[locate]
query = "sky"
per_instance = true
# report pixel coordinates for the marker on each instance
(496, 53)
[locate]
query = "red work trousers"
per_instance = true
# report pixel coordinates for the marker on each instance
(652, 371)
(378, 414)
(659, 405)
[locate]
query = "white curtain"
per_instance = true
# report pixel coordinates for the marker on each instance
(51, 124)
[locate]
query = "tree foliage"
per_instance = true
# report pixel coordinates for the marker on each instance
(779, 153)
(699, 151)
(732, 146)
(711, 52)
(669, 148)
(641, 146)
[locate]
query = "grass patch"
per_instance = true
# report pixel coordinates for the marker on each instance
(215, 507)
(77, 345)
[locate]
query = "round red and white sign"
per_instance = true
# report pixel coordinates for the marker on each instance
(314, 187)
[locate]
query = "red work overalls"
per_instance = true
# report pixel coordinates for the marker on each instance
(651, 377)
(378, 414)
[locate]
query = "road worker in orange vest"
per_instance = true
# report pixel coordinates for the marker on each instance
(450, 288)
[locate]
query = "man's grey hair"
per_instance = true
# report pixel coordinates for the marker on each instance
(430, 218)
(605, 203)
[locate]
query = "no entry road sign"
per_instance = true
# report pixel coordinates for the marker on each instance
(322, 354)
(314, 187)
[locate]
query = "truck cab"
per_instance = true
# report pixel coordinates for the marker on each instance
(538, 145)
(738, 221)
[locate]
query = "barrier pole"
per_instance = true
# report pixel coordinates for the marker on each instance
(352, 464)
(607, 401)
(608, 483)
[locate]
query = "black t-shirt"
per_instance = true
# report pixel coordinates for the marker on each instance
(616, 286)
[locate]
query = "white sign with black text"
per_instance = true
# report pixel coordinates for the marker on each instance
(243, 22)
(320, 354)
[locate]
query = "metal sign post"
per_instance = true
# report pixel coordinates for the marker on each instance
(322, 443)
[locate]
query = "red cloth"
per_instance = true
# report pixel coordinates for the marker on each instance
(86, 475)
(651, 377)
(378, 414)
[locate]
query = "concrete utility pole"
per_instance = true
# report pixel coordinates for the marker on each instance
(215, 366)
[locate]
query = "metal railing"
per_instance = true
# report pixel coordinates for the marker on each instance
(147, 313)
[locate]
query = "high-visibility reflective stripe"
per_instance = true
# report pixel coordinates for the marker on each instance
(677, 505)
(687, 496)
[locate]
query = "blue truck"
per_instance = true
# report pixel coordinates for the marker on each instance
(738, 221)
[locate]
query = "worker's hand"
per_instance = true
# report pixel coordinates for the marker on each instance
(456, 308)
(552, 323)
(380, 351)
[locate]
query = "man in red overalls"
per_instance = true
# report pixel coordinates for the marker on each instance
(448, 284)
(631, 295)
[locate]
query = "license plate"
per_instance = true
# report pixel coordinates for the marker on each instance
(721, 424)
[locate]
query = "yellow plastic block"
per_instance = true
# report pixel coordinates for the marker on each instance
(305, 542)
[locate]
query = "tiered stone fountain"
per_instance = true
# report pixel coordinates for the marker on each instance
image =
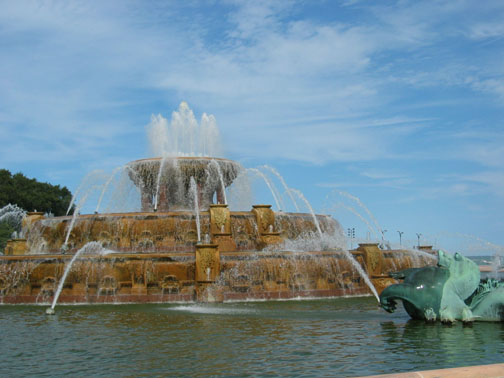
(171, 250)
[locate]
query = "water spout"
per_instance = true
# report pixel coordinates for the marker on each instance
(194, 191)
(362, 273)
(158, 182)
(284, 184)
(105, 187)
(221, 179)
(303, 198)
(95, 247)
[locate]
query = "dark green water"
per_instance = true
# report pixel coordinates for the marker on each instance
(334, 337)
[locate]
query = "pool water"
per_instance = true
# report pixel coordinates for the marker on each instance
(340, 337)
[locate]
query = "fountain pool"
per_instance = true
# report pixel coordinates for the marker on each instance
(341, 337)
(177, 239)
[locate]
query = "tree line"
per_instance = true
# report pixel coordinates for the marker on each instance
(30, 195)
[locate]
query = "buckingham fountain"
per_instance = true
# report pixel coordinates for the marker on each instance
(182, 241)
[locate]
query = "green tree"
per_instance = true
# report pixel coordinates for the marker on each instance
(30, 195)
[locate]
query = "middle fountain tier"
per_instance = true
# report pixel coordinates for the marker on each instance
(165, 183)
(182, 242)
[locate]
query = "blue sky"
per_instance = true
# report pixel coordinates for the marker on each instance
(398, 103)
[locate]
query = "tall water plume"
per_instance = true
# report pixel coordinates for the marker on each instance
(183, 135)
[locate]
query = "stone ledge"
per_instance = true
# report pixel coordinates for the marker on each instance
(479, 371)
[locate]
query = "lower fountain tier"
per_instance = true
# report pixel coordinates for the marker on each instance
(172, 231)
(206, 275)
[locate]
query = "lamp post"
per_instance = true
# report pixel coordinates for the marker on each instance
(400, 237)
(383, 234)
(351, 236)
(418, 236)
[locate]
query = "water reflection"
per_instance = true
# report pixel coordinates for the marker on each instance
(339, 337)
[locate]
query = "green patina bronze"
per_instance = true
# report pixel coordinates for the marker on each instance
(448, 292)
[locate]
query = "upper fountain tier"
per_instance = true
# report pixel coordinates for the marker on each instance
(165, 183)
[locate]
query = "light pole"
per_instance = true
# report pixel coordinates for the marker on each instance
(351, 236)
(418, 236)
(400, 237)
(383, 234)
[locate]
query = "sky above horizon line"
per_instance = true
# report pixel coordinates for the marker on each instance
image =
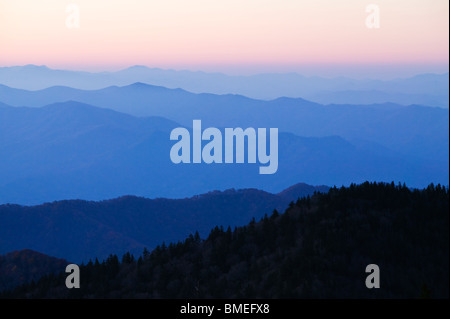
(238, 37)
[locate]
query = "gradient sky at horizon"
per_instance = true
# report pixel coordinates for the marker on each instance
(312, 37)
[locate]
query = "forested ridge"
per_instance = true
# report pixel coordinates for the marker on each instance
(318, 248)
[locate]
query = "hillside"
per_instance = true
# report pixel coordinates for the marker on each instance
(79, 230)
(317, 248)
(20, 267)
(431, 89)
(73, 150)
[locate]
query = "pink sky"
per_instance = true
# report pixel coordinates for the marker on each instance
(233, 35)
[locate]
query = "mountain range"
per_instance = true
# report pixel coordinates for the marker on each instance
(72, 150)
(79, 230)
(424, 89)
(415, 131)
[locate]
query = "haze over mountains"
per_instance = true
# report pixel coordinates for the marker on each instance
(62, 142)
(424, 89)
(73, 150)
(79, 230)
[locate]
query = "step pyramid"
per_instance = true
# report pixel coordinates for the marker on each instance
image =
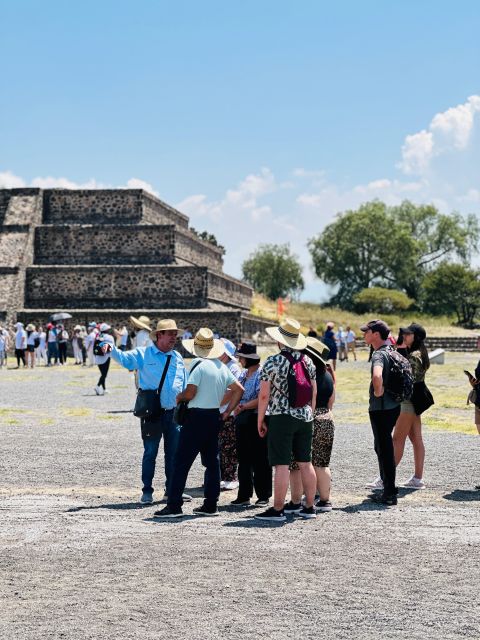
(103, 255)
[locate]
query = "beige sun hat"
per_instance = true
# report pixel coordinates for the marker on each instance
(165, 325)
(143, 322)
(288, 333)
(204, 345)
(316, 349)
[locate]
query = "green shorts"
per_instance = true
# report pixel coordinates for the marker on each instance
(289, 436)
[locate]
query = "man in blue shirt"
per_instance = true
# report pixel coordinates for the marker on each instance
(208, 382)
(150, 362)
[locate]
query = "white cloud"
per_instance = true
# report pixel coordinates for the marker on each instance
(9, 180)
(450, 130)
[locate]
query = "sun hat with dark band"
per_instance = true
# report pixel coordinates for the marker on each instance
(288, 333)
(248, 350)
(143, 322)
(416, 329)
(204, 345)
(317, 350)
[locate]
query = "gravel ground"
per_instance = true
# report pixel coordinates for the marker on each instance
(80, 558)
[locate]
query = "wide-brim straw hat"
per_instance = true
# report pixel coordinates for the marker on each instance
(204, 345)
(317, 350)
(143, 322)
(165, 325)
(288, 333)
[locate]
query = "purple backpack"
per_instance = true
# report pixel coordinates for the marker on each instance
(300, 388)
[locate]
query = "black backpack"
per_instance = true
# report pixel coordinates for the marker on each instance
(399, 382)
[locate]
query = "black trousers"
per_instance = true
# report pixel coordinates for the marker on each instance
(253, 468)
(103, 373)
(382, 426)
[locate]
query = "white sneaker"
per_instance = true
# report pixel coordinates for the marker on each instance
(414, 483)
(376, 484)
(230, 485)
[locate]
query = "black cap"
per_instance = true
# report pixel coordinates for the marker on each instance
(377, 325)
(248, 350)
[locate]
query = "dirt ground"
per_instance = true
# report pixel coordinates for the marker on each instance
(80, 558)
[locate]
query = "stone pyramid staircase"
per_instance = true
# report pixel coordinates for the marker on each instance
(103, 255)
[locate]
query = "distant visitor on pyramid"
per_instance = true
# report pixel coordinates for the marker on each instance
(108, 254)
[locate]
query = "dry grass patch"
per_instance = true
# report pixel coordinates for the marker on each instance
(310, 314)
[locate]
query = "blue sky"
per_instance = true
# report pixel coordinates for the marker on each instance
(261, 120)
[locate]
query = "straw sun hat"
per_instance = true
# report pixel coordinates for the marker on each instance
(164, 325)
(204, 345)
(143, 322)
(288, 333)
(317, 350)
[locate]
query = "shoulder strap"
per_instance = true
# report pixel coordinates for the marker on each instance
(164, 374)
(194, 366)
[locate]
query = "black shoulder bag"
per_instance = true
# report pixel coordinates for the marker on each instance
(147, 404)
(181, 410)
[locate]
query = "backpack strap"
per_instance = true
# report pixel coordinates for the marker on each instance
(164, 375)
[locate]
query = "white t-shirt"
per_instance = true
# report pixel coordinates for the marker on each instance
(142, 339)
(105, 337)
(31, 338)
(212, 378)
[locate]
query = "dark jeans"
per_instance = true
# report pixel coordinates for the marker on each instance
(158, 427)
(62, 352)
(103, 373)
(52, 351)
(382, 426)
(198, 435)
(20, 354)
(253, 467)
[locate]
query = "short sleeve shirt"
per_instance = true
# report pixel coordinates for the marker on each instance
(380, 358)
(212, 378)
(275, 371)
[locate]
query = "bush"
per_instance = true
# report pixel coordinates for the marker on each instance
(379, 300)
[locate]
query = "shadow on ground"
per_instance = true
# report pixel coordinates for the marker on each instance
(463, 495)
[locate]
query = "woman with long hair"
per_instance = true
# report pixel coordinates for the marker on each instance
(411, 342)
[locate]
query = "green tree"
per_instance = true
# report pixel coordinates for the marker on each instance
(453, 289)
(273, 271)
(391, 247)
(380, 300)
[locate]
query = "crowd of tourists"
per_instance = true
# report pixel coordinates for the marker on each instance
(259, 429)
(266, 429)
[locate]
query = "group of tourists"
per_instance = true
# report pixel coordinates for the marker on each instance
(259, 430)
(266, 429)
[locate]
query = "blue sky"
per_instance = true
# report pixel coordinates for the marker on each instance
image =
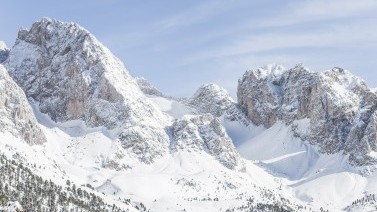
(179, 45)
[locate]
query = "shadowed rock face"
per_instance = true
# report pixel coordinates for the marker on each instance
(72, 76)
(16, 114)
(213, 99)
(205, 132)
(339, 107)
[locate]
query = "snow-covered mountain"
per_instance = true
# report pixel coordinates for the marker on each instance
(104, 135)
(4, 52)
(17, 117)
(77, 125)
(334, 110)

★ ★ ★ ★ ★ ★ ★

• _Directions for this task_: Please list every line of the material above that contains the string "tree".

• _Response_:
query = "tree foliage"
query = "tree line"
query = "green tree"
query = "green tree"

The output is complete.